=== Исходный текст ===
□ □ □

Короче, действительный конфликт в до­самодержавной Москве состоял вовсе не в том, в чем видели его Белов и Ключевский, но в несовместимости европейской и патер­налистской традиций, изначально существовавших в русской поли­тической культуре (и открытых, добавим в скобках, самим же Клю­чевским). Но поскольку его исходная теоретическая предпосылка оказалась сформулирована некорректно, то сомнительной стано­вится и вся цепочка её следствий. И то, что «жизнь Московского го­сударства и без Ивана устроилась бы так же, как строилась она до него и после него». И то, что опричнина — со всеми её зверствами и дикостью — была лишь случайным, произвольным историческим кунштюком, обязанным дурному характеру царя.

Зачем далеко ходить? Связь опричнины с русской политической традицией доказывается ведь очень легко анализом самого Ключев­ского, который, увы, полностью противоречит его собственным вы­водам. Разве не он утверждал, что «государь, оставаясь верен воз­зрению удельного вотчинника, согласно с древнерусским правом, пожаловал бояр в звание холопов государевых»? Разве не он совер­шенно четко сформулировал традиционный характер опричнины, говоря: «В опричнине царь чувствовал себя дома, настоящим древ­нерусским государем-хозяином»? Выходит, не в характере царя бы­ло дело, но в древней — и мощной — холопской традиции «удельно­го вотчинника». Просто в ходе своей самодержавной революции Грозный распространил её не только на челядь, но и на аристокра­тию. И не только на свой удел, но и на всё государство.

□ □ □

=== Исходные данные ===
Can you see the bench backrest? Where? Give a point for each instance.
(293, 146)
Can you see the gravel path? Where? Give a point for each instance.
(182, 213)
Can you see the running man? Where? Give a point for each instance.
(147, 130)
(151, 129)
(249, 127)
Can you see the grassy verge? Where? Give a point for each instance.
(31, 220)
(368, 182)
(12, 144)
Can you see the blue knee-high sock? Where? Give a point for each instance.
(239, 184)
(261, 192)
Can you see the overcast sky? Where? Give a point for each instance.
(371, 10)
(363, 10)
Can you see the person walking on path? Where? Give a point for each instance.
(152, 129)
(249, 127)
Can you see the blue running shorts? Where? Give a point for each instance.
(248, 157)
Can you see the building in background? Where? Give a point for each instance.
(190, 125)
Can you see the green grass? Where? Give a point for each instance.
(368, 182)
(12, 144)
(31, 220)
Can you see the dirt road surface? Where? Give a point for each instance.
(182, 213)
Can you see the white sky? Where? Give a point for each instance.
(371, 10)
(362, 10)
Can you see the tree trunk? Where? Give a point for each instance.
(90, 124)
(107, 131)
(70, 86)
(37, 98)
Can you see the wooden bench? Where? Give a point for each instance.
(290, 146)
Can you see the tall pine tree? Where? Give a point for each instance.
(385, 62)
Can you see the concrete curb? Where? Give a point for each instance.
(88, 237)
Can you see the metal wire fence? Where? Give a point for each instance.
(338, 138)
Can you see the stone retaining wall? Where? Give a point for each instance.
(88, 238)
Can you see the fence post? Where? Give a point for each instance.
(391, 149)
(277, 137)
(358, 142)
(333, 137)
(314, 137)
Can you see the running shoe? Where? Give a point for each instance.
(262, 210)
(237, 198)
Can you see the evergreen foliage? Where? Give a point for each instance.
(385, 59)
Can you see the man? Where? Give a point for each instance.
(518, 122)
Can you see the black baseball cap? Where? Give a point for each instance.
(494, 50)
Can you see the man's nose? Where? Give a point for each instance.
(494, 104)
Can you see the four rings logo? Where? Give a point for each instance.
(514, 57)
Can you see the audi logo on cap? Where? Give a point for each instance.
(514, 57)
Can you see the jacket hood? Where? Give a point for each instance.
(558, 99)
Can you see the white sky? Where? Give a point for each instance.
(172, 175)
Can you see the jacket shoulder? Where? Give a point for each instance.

□ □ □

=== Задания ===
a) Изложите текст об опричнине в двух предложениях.
b) Замените «опричнины» на «опричного порядка» во фрагменте текста об опричнине от слов «Зачем далеко ходить?» до слов «на всё государство.» включительно и приведите этот фрагмент.
Записи представляют собой отдельный материал, не связанный с текстом об опричнине.

=== Ответы ===
a) Автор утверждает, что подлинный конфликт в досамодержавной Москве состоял в несовместимости европейской и патерналистской традиций русской политической культуры, поэтому сомнительны выводы о том, что опричнина была случайностью, обязанной дурному характеру царя. Опираясь на анализ самого Ключевского, автор показывает, что опричнина восходила к древней холопской традиции «удельного вотчинника», которую Грозный распространил на аристократию и на всё государство.

b)
Зачем далеко ходить? Связь опричного порядка с русской политической традицией доказывается ведь очень легко анализом самого Ключев­ского, который, увы, полностью противоречит его собственным вы­водам. Разве не он утверждал, что «государь, оставаясь верен воз­зрению удельного вотчинника, согласно с древнерусским правом, пожаловал бояр в звание холопов государевых»? Разве не он совер­шенно четко сформулировал традиционный характер опричного порядка, говоря: «В опричнине царь чувствовал себя дома, настоящим древ­нерусским государем-хозяином»? Выходит, не в характере царя бы­ло дело, но в древней — и мощной — холопской традиции «удельно­го вотчинника». Просто в ходе своей самодержавной революции Грозный распространил её не только на челядь, но и на аристокра­тию. И не только на свой удел, но и на всё государство.